## Consignes
- 1) Dites si chacune de ces affirmations concorde avec le texte sur les états-majors généraux. Répondez par oui ou par non en citant mot pour mot le passage qui tranche : (a) l'ouvrage réunit quinze contributions ; (b) la thèse de Lukas Grawe portait sur le renseignement militaire français ; (c) les états-majors généraux comptent des effectifs importants à l'échelle des armées.
- 2) Prolongez le texte sur les états-majors généraux après sa dernière phrase.

## Extrait du texte
**********

Les états-majors généraux seraient-ils la »matière grise« des armées européennes? À quoi servent-ils en temps de paix? Forment-ils véritablement un microcosme social de culture élitiste? Quels sont leurs attributions, leurs fonctions et leurs rôles dans la prise de décision? Cet ouvrage collectif, dirigé par Lukas Grawe, propose d’y répondre par quinze contributions. Post-doctorant de l’université de Brême, L. Grawe a soutenu une thèse (2016) sur le renseignement militaire allemand avant la Première Guerre mondiale.1 Avec cette nouvelle publication, il élargit la focale à une perspective européenne et ouvre le dialogue avec d’autres spécialistes sur la thématique originale des états-majors généraux dans les armées européennes à la veille des deux conflits mondiaux du XXe siècle.
Les enjeux historiques sont saillants puisqu’ils renvoient à la structuration des armées et à leur fonction dans les sociétés européennes de l’époque contemporaine. Bien qu’il existe à partir du milieu du XVIIe siècle un corps d’officiers dédié à la conduite de la guerre, c’est véritablement à partir du XIXe siècle que les états-majors généraux apparaissent dans un contexte de massification, de technicisation et de professionnalisation du fait militaire. Pour répondre aux besoins nouveaux que cela suppose, les armées européennes se dotent d’une institution permanente et centralisée chargée de préparer les opérations militaires, même en temps de paix. Au début du XXe siècle, seuil de la période étudiée par l’ouvrage, les états-majors généraux ont atteint un niveau de développement avancé et sont solidement installés dans le paysage militaire. Petite institution à l’échelle des armées sur le plan des effectifs, les états-majors généraux occupent la fonction de cerveau aux armées.

**********

## Extrait des données
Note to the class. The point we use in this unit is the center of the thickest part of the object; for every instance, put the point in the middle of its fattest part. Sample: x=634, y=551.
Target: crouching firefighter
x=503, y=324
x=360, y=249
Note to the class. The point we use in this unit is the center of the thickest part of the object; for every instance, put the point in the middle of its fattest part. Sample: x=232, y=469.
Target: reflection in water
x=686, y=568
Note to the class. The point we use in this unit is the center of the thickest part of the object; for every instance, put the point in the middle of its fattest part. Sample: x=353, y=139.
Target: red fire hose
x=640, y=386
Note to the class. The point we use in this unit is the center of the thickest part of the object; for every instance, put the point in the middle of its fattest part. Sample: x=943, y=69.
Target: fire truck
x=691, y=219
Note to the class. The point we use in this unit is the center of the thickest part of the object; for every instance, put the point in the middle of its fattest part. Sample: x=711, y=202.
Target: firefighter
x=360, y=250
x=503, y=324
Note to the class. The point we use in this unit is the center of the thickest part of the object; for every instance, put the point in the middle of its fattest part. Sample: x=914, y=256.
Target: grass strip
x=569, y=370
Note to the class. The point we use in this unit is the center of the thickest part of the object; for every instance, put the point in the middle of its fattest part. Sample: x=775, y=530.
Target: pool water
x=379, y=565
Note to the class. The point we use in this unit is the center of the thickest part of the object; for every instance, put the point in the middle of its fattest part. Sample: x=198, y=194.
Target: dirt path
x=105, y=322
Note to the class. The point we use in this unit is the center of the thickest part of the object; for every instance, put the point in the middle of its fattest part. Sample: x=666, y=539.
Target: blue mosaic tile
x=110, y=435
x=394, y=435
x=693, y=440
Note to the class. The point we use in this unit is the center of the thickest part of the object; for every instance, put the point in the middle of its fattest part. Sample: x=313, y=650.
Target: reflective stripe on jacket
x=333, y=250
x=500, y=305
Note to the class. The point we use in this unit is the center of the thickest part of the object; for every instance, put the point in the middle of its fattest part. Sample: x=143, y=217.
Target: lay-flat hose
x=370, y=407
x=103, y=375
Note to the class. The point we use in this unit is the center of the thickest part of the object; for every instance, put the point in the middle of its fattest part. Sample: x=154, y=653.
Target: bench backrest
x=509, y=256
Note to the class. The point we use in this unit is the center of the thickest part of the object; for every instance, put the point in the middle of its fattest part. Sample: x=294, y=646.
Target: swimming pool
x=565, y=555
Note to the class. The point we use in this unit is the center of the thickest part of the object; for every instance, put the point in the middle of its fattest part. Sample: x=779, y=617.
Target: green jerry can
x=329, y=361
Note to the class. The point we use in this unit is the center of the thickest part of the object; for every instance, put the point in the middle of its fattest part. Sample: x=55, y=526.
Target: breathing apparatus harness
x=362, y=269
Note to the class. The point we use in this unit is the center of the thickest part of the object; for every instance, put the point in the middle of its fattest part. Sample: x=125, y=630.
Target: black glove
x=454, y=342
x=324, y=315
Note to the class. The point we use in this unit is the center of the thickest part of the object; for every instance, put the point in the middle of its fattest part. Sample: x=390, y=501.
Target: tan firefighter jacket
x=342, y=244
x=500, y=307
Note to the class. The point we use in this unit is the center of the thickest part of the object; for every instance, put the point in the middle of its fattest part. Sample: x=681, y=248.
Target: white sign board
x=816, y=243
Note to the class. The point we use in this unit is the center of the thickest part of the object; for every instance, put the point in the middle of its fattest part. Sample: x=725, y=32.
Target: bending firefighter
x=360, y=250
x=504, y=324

**********

## Corrigé des exercices
- 1)
(a) Oui : « Cet ouvrage collectif, dirigé par Lukas Grawe, propose d’y répondre par quinze contributions. »
(b) Non : « une thèse (2016) sur le renseignement militaire allemand avant la Première Guerre mondiale ».
(c) Non : « Petite institution à l’échelle des armées sur le plan des effectifs ».

- 2)
C’est sur ce créneau historiographique tout à fait original que se situe l’ouvrage. À côté du cas de l’état-major germano-prussien, pour lequel les travaux ont été nombreux, l’état de la recherche sur les autres pays européens demeure modeste et les perspectives comparatistes encore davantage. L’angle de la préparation aux guerres mondiales est de ce point de vue intéressant car le niveau de tension internationale dans ces contextes précis a eu pour conséquence de générer de l’activité de la part des états-majors qui, en se préparant à la guerre, se renforcent. L’autre grand intérêt de l’ouvrage est de penser les états-majors généraux comme des institutions complexes. Loin de l’image d’Épinal d’un petit groupe d’officiers qui tirent une flèche sur une carte pour décider d’une manœuvre, l’ouvrage montre la diversité des fonctions qui leur sont confiées. Leurs champs d’action sont aussi ceux de la doctrine opérationnelle et du renseignement militaire, activités qui se structurent au fil de la période étudiée. De même, une attention a été portée aux questions socio-culturelles, comme celle du caractère élitiste des officiers d’état-major, de leur formation et de leurs carrières. Des phénomènes généraux s’esquissent, notamment celui d’une sociabilisation endogène et d’une tendance nationale-conservatrice, indépendamment des régimes politiques dans lesquels ces officiers évoluent, bien qu’il existe des exceptions, en premier lieu celui de l’Armée rouge.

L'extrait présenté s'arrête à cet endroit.